## PROBLEM TO WORK ON
Reproduce all of the data exactly.

* Begin *

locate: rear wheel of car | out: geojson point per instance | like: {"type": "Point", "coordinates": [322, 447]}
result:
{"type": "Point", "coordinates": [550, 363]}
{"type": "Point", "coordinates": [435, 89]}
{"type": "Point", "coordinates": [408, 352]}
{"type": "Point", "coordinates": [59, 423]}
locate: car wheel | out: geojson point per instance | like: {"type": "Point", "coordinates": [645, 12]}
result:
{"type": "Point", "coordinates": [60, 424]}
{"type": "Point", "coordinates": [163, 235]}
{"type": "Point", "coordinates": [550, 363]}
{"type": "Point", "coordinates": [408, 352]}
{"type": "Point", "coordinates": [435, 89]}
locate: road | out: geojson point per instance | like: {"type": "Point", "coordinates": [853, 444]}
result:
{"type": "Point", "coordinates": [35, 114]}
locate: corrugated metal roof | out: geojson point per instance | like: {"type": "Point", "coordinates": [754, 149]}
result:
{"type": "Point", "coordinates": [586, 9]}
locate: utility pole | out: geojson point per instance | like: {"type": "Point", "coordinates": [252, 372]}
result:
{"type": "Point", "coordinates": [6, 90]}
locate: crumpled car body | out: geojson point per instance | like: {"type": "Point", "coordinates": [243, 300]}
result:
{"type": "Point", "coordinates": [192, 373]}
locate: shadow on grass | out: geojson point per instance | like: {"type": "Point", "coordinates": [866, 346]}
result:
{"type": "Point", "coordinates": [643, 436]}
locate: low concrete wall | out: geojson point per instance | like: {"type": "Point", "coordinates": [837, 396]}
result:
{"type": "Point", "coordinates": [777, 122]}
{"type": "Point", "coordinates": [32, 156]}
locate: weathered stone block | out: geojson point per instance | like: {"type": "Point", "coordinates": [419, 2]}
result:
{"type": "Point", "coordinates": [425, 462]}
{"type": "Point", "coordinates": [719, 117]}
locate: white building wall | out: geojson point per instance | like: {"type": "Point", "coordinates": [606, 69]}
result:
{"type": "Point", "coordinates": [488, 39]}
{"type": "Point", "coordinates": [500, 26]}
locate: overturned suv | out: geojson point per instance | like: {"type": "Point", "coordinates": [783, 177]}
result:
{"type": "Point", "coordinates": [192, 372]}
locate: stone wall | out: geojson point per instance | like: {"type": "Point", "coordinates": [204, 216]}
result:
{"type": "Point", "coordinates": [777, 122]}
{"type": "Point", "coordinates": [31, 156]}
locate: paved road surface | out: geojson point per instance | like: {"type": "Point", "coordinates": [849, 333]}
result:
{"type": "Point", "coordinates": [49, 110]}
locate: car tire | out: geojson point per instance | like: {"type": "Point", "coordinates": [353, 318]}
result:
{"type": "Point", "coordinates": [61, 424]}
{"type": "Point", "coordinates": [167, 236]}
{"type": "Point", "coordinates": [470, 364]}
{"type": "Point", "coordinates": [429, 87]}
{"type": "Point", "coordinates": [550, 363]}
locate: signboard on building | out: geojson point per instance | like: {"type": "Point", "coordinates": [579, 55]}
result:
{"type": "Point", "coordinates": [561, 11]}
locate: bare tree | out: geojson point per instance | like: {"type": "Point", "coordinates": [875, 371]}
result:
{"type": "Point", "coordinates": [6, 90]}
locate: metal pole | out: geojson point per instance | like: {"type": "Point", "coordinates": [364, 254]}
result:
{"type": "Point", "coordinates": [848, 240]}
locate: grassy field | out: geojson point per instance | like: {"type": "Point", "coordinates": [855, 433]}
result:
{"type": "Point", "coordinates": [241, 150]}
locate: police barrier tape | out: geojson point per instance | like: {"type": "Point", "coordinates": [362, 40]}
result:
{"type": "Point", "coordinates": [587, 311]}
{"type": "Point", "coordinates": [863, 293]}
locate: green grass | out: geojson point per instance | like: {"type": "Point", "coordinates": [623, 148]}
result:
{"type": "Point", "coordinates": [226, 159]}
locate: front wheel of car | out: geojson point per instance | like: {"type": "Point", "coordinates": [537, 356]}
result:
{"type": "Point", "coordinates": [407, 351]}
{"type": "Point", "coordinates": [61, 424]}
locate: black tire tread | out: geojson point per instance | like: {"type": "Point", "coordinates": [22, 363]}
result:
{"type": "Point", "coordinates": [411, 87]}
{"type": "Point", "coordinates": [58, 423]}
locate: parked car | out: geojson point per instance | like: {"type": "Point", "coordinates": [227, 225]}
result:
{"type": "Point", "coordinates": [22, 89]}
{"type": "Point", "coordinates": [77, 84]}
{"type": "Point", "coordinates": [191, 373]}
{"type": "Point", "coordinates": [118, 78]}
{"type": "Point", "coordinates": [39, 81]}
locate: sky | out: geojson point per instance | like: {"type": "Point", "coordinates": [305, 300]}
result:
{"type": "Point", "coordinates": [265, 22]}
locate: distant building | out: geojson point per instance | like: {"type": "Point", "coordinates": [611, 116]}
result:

* End *

## SOLUTION FOR THIS EXERCISE
locate: rear wheel of car | out: geojson point per instance | like: {"type": "Point", "coordinates": [322, 447]}
result:
{"type": "Point", "coordinates": [550, 363]}
{"type": "Point", "coordinates": [435, 89]}
{"type": "Point", "coordinates": [408, 352]}
{"type": "Point", "coordinates": [59, 423]}
locate: car wheel | out: geojson point per instance | like: {"type": "Point", "coordinates": [645, 12]}
result:
{"type": "Point", "coordinates": [60, 424]}
{"type": "Point", "coordinates": [163, 235]}
{"type": "Point", "coordinates": [550, 363]}
{"type": "Point", "coordinates": [408, 352]}
{"type": "Point", "coordinates": [435, 89]}
locate: road | out: geojson point per instance | like: {"type": "Point", "coordinates": [853, 444]}
result:
{"type": "Point", "coordinates": [35, 114]}
locate: corrugated metal roof | out: geojson point per instance | like: {"type": "Point", "coordinates": [754, 149]}
result:
{"type": "Point", "coordinates": [586, 9]}
locate: utility pole | out: geojson point per instance | like: {"type": "Point", "coordinates": [252, 372]}
result:
{"type": "Point", "coordinates": [6, 90]}
locate: crumpled car body | out: geojson point per instance | like: {"type": "Point", "coordinates": [243, 300]}
result:
{"type": "Point", "coordinates": [192, 373]}
locate: shadow on grass | out: geojson point per instance | like: {"type": "Point", "coordinates": [866, 346]}
result:
{"type": "Point", "coordinates": [643, 436]}
locate: low concrete wall | out: geojson point per instance | like: {"type": "Point", "coordinates": [837, 396]}
result:
{"type": "Point", "coordinates": [777, 122]}
{"type": "Point", "coordinates": [32, 156]}
locate: weathered stone block | out: geojson point per instance | like: {"type": "Point", "coordinates": [419, 2]}
result:
{"type": "Point", "coordinates": [425, 462]}
{"type": "Point", "coordinates": [719, 117]}
locate: white building wall | out: geojson point per instance | like: {"type": "Point", "coordinates": [606, 69]}
result:
{"type": "Point", "coordinates": [488, 39]}
{"type": "Point", "coordinates": [500, 26]}
locate: overturned suv | out: geojson point per instance | like: {"type": "Point", "coordinates": [783, 177]}
result:
{"type": "Point", "coordinates": [192, 372]}
locate: stone wall | out: geojson point per instance | like: {"type": "Point", "coordinates": [204, 216]}
result:
{"type": "Point", "coordinates": [777, 122]}
{"type": "Point", "coordinates": [31, 156]}
locate: paved road surface | out: geojson point per instance | like: {"type": "Point", "coordinates": [849, 333]}
result:
{"type": "Point", "coordinates": [49, 110]}
locate: car tire | out: geojson point per instance | like: {"type": "Point", "coordinates": [353, 318]}
result:
{"type": "Point", "coordinates": [61, 424]}
{"type": "Point", "coordinates": [167, 236]}
{"type": "Point", "coordinates": [470, 364]}
{"type": "Point", "coordinates": [429, 87]}
{"type": "Point", "coordinates": [550, 363]}
locate: signboard on building | out: geojson point per instance | like: {"type": "Point", "coordinates": [579, 55]}
result:
{"type": "Point", "coordinates": [561, 11]}
locate: bare tree | out: geojson point per instance | like: {"type": "Point", "coordinates": [875, 371]}
result:
{"type": "Point", "coordinates": [6, 90]}
locate: metal pole | out: geojson point per instance | like: {"type": "Point", "coordinates": [364, 254]}
result:
{"type": "Point", "coordinates": [848, 240]}
locate: grassy field | out: geojson point per instance | like: {"type": "Point", "coordinates": [855, 433]}
result:
{"type": "Point", "coordinates": [241, 150]}
locate: police barrier tape | out: geojson point per instance | like: {"type": "Point", "coordinates": [362, 40]}
result:
{"type": "Point", "coordinates": [587, 311]}
{"type": "Point", "coordinates": [863, 293]}
locate: green grass | out: geojson point per instance | like: {"type": "Point", "coordinates": [623, 148]}
result:
{"type": "Point", "coordinates": [226, 159]}
locate: front wheel of car | out: geojson point per instance | like: {"type": "Point", "coordinates": [537, 356]}
result:
{"type": "Point", "coordinates": [407, 351]}
{"type": "Point", "coordinates": [61, 424]}
locate: black tire tread | out: geojson point per instance | like: {"type": "Point", "coordinates": [22, 363]}
result:
{"type": "Point", "coordinates": [411, 87]}
{"type": "Point", "coordinates": [58, 423]}
locate: parked car | out: geojson point per instance | like: {"type": "Point", "coordinates": [227, 225]}
result:
{"type": "Point", "coordinates": [22, 89]}
{"type": "Point", "coordinates": [77, 84]}
{"type": "Point", "coordinates": [191, 373]}
{"type": "Point", "coordinates": [118, 78]}
{"type": "Point", "coordinates": [39, 81]}
locate: sky | out: geojson point per instance | like: {"type": "Point", "coordinates": [305, 300]}
result:
{"type": "Point", "coordinates": [265, 22]}
locate: distant building | out: geojson point per instance | like: {"type": "Point", "coordinates": [611, 116]}
result:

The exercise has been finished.